(Location identification entries)
## start

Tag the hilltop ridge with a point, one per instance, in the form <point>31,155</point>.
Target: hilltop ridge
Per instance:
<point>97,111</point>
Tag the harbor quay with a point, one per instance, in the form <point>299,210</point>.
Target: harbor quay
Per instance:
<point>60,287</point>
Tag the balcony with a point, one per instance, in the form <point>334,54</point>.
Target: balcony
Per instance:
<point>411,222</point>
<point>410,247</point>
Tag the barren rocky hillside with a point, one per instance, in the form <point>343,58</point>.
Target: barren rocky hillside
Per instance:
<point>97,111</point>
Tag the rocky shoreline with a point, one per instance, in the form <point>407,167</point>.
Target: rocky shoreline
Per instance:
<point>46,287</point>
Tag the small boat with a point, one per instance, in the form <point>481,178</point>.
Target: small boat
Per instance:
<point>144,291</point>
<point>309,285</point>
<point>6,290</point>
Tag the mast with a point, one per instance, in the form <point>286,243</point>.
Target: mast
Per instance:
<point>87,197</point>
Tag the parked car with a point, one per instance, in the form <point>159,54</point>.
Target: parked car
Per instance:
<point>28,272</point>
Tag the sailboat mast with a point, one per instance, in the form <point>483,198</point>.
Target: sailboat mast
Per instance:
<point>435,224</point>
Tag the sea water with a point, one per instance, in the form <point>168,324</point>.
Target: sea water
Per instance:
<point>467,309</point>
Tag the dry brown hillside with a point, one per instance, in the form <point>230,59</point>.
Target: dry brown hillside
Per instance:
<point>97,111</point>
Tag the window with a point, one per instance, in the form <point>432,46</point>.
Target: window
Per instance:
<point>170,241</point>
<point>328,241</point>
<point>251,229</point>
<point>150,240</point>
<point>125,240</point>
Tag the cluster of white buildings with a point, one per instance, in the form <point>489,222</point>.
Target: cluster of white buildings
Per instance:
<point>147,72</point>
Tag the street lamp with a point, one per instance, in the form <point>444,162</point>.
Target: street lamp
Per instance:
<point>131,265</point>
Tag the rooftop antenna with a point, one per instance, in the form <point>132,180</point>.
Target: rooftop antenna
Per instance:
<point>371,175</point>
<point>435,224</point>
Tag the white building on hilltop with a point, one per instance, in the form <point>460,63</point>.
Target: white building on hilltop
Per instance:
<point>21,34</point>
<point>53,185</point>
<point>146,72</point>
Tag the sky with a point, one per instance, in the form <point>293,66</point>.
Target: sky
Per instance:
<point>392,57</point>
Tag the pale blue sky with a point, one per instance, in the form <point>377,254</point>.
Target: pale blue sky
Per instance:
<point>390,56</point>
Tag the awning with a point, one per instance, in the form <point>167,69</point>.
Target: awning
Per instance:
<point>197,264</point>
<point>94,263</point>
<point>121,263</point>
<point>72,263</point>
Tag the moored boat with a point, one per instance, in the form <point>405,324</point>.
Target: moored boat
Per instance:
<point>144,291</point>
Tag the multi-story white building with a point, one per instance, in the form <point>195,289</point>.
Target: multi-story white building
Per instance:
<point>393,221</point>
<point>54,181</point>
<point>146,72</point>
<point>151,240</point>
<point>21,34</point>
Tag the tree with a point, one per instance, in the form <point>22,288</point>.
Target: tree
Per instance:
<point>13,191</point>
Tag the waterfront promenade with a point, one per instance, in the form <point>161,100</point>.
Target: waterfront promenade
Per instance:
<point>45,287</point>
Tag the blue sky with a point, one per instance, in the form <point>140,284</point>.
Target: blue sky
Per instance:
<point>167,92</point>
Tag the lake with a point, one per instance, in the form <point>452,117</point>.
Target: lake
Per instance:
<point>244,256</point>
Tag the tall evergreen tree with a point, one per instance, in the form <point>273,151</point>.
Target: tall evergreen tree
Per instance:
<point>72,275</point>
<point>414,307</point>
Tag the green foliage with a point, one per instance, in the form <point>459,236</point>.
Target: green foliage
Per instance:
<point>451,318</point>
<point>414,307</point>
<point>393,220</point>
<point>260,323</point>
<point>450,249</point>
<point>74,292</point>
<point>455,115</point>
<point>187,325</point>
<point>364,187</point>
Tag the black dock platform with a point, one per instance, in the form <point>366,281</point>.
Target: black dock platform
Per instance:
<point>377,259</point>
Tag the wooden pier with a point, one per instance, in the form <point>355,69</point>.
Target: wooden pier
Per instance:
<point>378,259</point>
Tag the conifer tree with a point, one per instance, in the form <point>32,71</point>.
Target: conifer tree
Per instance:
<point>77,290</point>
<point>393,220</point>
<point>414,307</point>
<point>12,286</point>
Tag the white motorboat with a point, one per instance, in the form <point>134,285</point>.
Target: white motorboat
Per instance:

## end

◆ WHAT IS BEING ASKED: Copy all the records above line for line, changing nothing.

◆ RESULT OF THE EXERCISE:
Tag the hilltop ridge with a point, one per instance, in the form <point>31,155</point>.
Target: hilltop ridge
Per instance:
<point>97,111</point>
Tag the harbor quay with a point, one per instance, in the form <point>299,210</point>.
Target: harbor quay
Per instance:
<point>60,287</point>
Tag the balcony with a point, one per instance, in the form <point>334,54</point>.
Target: balcony
Per instance:
<point>411,222</point>
<point>410,247</point>
Tag the barren rocky hillside with a point, one per instance, in the form <point>343,58</point>.
Target: barren rocky hillside
Per instance:
<point>97,111</point>
Tag the rocky shoreline with a point, one per instance, in the form <point>407,167</point>.
Target: rocky shoreline
Per instance:
<point>46,287</point>
Tag the small boat with a point, one per instance, in the form <point>481,178</point>.
Target: small boat
Per instance:
<point>144,291</point>
<point>309,285</point>
<point>6,290</point>
Tag the mast with a point, one per instance, in the form <point>286,243</point>.
Target: mast
Per instance:
<point>87,197</point>
Tag the parked car with a point, one per instance, in the form <point>159,54</point>.
Target: parked car
Per instance:
<point>28,272</point>
Tag the sailboat mast with a point, one per instance, in the form <point>483,198</point>.
Target: sailboat mast
Per instance:
<point>435,224</point>
Tag the sea water with a point, one per instance, in the form <point>168,324</point>.
Target: sea water
Per instance:
<point>467,309</point>
Tag the dry brown hillside with a point, one per instance, in the form <point>230,59</point>.
Target: dry brown hillside
Per instance:
<point>97,111</point>
Tag the window with a point, one per instance, in the form <point>432,46</point>.
Target: window
Per instance:
<point>170,241</point>
<point>328,241</point>
<point>251,229</point>
<point>150,240</point>
<point>125,240</point>
Tag the cluster of white buildings with a point, one per instance, in the form <point>489,222</point>.
Target: cluster of white buildings
Per instance:
<point>147,72</point>
Tag the street lamp with a point, one per instance, in the form <point>444,162</point>.
Target: street lamp
Per instance:
<point>131,265</point>
Tag the rooftop antenna with a point, one per instance, in the form <point>132,180</point>.
Target: rooftop antenna
Per instance:
<point>371,175</point>
<point>435,224</point>
Tag the white building on hilltop with a point, one per instance, in the form <point>460,63</point>.
Target: white building on hilltop
Per instance:
<point>21,34</point>
<point>53,185</point>
<point>146,72</point>
Tag the sky with a point, one per instance, in the form <point>293,66</point>.
Target: sky
Per instance:
<point>392,57</point>
Tag the pale blue sky with a point, one per instance, in the form <point>377,254</point>.
Target: pale blue sky
Per instance:
<point>390,56</point>
Tag the awning with a point, one per instance, in the form <point>167,69</point>.
Target: awning
Per instance:
<point>197,264</point>
<point>94,263</point>
<point>121,263</point>
<point>72,263</point>
Tag the moored boat with a point, one per instance, in the form <point>405,324</point>.
Target: moored boat
Per instance:
<point>144,291</point>
Tag the multi-story white building with a point, one per instance, in the form <point>195,289</point>.
Target: multi-story white building
Per instance:
<point>393,221</point>
<point>54,181</point>
<point>146,72</point>
<point>151,240</point>
<point>21,34</point>
Tag the tree with a point, one per instance, in the form <point>22,288</point>.
Target: tree
Per instance:
<point>13,191</point>
Tag the waterfront promenade with a point, one per instance, in the form <point>161,100</point>.
Target: waterfront promenade
Per instance:
<point>45,287</point>
Tag the blue sky with a point, one per instance, in the form <point>140,284</point>.
Target: blue sky
Per instance:
<point>167,92</point>
Tag the lake with a point, one per instance, in the form <point>452,117</point>.
Target: lake
Per instance:
<point>244,256</point>
Tag the tall evergreen tree with a point, one per instance, in the form <point>273,151</point>.
Target: tall evergreen tree
Per instance:
<point>72,275</point>
<point>414,307</point>
Tag the green foliage with a point, one per instance, in the form <point>459,236</point>.
Target: green foliage
Per instance:
<point>451,318</point>
<point>414,307</point>
<point>393,220</point>
<point>260,323</point>
<point>450,249</point>
<point>74,292</point>
<point>455,115</point>
<point>187,325</point>
<point>364,187</point>
Tag the black dock platform with a point, one per instance, in the form <point>366,281</point>.
Target: black dock platform
Per instance:
<point>377,259</point>
Tag the wooden pier with a point, one per instance, in the form <point>355,69</point>.
Target: wooden pier
Per instance:
<point>378,259</point>
Tag the conifer tree with a point, one per instance, in the form <point>32,71</point>.
Target: conifer tree
Per instance:
<point>77,290</point>
<point>393,220</point>
<point>414,307</point>
<point>12,286</point>
Tag the white motorboat with a point, one per instance, in the form <point>134,285</point>.
Target: white motorboat
Per instance:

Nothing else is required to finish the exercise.